Everything from the line with "the woman in" through the last line of the records below should be copied exactly, both ends included.
-- Begin --
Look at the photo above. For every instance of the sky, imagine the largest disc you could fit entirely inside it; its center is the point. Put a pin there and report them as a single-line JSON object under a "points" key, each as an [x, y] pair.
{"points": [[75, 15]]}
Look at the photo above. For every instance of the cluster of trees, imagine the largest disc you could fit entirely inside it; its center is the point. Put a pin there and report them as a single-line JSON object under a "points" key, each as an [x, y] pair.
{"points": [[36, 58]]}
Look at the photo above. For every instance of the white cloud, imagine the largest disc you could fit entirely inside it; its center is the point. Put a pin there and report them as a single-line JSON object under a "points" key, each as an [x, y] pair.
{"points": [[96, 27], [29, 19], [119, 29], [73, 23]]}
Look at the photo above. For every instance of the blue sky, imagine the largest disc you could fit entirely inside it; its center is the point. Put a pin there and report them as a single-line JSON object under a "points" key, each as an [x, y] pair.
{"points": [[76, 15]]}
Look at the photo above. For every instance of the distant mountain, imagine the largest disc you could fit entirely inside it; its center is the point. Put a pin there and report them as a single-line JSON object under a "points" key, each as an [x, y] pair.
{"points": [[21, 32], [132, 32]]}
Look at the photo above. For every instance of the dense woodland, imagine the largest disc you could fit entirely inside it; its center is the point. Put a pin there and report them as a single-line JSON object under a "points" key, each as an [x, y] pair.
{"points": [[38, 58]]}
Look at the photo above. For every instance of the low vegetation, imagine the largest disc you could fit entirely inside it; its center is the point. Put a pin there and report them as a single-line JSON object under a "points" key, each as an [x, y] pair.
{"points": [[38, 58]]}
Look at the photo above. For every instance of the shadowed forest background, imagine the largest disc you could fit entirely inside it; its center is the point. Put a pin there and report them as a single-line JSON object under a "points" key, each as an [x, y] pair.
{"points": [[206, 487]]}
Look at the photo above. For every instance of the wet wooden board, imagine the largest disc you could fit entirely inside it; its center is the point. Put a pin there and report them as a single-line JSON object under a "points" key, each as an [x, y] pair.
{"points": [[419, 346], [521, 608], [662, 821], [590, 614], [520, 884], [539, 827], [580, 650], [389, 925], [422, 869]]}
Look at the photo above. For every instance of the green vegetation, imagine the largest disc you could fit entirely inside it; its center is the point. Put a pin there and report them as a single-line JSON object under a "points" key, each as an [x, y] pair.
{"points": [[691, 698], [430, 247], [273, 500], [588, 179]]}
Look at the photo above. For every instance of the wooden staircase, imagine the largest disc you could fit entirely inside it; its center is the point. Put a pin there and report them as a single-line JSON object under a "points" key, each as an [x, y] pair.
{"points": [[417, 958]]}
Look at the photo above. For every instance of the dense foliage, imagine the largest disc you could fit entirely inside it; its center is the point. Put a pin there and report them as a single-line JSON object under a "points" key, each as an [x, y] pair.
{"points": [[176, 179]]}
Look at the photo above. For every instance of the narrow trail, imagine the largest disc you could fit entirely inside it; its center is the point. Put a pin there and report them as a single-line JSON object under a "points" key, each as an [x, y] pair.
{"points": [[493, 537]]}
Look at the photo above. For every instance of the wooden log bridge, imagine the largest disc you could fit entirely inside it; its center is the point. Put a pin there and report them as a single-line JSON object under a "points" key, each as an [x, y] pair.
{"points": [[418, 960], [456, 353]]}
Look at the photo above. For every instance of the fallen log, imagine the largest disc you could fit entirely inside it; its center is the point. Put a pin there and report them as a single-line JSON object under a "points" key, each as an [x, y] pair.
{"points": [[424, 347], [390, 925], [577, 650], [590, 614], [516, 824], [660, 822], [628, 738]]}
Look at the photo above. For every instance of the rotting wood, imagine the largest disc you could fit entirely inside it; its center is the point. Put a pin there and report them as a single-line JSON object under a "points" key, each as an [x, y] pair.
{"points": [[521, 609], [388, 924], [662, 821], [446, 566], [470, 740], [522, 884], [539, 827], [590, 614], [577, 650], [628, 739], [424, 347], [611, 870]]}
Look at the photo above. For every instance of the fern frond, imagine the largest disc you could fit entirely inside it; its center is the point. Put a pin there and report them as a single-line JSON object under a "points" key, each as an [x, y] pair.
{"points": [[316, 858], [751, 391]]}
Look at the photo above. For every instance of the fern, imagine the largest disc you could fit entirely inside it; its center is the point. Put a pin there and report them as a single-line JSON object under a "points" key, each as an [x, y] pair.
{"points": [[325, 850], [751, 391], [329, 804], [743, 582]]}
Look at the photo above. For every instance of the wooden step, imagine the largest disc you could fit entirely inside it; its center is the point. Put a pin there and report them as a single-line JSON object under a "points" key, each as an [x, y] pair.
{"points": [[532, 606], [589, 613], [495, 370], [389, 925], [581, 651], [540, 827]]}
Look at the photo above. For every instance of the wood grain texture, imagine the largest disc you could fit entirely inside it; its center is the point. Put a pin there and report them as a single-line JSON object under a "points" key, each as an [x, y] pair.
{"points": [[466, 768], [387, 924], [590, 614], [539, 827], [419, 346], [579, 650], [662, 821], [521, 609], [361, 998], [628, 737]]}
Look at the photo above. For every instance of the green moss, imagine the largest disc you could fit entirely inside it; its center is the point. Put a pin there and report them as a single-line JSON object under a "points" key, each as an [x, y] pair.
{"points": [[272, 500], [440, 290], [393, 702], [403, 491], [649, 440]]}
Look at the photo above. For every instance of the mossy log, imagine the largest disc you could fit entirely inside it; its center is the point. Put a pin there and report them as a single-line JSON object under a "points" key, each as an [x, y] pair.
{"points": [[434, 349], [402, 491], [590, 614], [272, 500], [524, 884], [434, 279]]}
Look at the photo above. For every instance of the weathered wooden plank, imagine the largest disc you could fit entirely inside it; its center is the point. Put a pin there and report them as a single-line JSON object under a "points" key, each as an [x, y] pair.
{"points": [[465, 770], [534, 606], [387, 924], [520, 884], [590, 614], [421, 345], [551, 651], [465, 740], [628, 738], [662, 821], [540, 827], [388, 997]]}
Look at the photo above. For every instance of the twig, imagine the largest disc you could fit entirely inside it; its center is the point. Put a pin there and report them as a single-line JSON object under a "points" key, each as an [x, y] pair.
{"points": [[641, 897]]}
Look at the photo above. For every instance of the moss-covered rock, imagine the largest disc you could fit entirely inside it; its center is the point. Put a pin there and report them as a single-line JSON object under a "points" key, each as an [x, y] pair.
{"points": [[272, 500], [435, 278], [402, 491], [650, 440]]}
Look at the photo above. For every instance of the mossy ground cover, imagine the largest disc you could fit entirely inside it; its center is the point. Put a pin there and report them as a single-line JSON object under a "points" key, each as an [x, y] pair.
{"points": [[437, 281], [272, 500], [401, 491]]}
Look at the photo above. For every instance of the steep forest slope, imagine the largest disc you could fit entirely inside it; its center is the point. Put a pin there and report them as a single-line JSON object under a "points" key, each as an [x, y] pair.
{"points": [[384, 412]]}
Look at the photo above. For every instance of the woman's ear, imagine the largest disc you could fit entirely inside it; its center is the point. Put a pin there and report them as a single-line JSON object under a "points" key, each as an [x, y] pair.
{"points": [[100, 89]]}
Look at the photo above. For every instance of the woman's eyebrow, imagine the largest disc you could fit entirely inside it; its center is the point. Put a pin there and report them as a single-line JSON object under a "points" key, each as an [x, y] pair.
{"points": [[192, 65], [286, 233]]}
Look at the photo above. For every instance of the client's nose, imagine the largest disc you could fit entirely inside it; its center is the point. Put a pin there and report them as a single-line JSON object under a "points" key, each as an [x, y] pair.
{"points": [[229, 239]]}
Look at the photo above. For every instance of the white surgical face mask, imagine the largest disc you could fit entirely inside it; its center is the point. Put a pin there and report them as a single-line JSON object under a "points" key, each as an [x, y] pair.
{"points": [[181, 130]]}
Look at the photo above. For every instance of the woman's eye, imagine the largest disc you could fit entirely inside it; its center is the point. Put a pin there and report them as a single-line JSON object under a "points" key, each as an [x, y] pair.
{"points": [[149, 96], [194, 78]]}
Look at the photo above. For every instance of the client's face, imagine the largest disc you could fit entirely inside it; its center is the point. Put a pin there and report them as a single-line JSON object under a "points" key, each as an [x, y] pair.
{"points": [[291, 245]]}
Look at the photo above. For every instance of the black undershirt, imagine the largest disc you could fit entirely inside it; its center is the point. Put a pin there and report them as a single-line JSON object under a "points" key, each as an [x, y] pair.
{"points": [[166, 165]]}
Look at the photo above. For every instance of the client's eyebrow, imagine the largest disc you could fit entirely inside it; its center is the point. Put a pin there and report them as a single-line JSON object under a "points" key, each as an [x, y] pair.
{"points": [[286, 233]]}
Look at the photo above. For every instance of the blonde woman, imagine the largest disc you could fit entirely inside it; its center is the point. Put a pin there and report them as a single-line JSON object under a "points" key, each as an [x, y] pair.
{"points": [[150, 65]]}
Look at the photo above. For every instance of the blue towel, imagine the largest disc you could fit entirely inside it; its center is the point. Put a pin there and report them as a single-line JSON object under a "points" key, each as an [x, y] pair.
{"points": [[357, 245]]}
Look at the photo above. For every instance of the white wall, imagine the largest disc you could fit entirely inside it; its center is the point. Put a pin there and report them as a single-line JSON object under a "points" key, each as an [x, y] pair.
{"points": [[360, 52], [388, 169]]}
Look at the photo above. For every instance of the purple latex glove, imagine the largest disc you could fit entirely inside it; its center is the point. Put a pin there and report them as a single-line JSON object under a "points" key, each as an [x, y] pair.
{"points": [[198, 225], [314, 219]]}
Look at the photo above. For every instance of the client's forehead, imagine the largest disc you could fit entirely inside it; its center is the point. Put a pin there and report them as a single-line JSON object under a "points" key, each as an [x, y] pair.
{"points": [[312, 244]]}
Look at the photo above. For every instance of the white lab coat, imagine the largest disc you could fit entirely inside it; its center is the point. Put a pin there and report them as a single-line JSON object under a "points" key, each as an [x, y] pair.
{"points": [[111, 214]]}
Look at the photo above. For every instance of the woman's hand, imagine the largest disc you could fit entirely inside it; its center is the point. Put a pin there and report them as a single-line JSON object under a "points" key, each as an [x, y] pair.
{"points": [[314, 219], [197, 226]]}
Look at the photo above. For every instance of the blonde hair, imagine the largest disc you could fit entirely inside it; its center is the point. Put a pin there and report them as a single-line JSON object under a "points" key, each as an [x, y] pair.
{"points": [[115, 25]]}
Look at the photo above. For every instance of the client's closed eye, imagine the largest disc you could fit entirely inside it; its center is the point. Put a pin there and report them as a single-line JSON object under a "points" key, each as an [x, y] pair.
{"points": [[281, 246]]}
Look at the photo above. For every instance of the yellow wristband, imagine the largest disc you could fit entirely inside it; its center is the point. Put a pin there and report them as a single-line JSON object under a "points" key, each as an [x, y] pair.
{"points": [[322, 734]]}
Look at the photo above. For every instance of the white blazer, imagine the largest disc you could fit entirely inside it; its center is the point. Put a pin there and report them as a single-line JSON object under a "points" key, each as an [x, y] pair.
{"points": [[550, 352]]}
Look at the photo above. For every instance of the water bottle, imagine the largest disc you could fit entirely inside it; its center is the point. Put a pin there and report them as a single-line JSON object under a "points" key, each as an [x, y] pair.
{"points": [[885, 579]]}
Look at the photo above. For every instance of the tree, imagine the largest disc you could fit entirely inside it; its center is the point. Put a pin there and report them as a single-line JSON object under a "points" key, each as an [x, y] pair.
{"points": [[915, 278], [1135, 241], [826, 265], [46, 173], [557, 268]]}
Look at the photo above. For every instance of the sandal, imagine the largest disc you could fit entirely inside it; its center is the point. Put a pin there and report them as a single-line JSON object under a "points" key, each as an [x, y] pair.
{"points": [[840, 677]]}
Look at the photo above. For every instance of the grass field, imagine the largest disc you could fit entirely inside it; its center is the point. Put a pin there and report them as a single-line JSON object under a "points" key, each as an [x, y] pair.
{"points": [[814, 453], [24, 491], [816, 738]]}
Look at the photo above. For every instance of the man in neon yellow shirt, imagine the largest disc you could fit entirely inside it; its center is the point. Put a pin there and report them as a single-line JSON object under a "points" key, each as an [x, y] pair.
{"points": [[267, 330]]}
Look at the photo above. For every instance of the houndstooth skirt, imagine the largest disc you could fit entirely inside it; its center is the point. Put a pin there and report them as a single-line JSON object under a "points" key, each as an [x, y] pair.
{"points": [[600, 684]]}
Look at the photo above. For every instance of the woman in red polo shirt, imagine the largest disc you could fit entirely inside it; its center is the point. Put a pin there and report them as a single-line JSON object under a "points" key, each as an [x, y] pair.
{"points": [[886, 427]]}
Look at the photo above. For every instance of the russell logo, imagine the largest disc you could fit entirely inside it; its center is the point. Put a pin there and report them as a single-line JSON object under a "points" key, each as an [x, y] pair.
-- End --
◆ **Complete output**
Look at the photo above. For every instance of the woman in red polo shirt, imagine the largest disc you could fit entirely inside it; its center is the point. Put a pin there and report them as a single-line JSON object under a "points" key, each as an [x, y] pair.
{"points": [[886, 427]]}
Look at the photo above. For every instance of the russell logo, imagine the largest disc you could fit entirely inside it; its center is the point. Put a pin there and report them as a single-line JSON object under a "points" key, each as an [x, y] pair.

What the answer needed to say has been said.